주어진 글:

==================================================

Formal thanks in 합니다체 — the standard close of a 공문.

한빛 주식회사 인사팀 드림.

hanbit jusikoesa insatim deurim

From the HR Team, Hanbit Co., Ltd.

The sign-off 드림 ("[respectfully] given, from…") is the humble written closer — the letter-writing counterpart of 드리다. An organization signs 부서명 + 드림; an individual writing formally signs 이름 + 드림 or the even more formal 올림.

What to notice

  • The email holds a single 합니다체 · 공문 register and expresses deference structurally: reader's actions raised with -(으)시- (합격하신, 어려우실, 있으시면), writer's actions lowered with 드리다 (연락드리다, 축하드리다, 감사드리다).
  • -고자 하다 is the written-formal "in order to," pairing with a humble main verb (안내해 드리고자 연락드립니다); its spoken cousin is -(으)려고.
  • 귀하 is the frozen honorific "you" of correspondence; -(으)시기 바랍니다 is the deferential request that replaces a bare command.
  • 첨부된 shows the passive attributive (첨부되다 → 첨부된); -(으)ㄹ 경우 and the agentless passive 진행되다 carry the same formal-notice flavor as an official announcement.

Common Mistakes

1. Using spoken -(으)려고(요) instead of the written -고자 (하다). The conversational purpose form breaks the 공문 register.

❌ 면접 일정을 안내하려고 연락했어요.

Too casual for a 공문 — use the written -고자 with a humble verb: 안내해 드리고자 연락드립니다.

✅ 면접 일정을 안내해 드리고자 연락드립니다.

myeonjeop iljeong-eul annaehae deurigoja yeollakdeurimnida

We are writing to inform you of your interview schedule.

2. Using plain 하다/해요 where the humble 드리다 is required. Toward an esteemed reader the writer humbles the verb.

==================================================

기록된 자료:
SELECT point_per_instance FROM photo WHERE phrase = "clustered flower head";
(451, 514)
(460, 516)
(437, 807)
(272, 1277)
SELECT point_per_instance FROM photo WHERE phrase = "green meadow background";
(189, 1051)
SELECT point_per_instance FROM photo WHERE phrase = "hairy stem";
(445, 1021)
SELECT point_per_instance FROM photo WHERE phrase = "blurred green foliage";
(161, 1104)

==================================================

수행할 과제:
1 - 주어진 글에 따르면 -고자 하다에 대응하는 구어체 표현은 무엇입니까?
2 - 주어진 글에서 "What to notice"라는 말이 있는 곳에서 시작해 "an official announcement."까지 다시 쓰되, "귀하"를 "당신"로 바꾸어 쓰십시오.

최종 결과:
1 - -(으)려고입니다.

2 -
What to notice

  • The email holds a single 합니다체 · 공문 register and expresses deference structurally: reader's actions raised with -(으)시- (합격하신, 어려우실, 있으시면), writer's actions lowered with 드리다 (연락드리다, 축하드리다, 감사드리다).
  • -고자 하다 is the written-formal "in order to," pairing with a humble main verb (안내해 드리고자 연락드립니다); its spoken cousin is -(으)려고.
  • 당신 is the frozen honorific "you" of correspondence; -(으)시기 바랍니다 is the deferential request that replaces a bare command.
  • 첨부된 shows the passive attributive (첨부되다 → 첨부된); -(으)ㄹ 경우 and the agentless passive 진행되다 carry the same formal-notice flavor as an official announcement.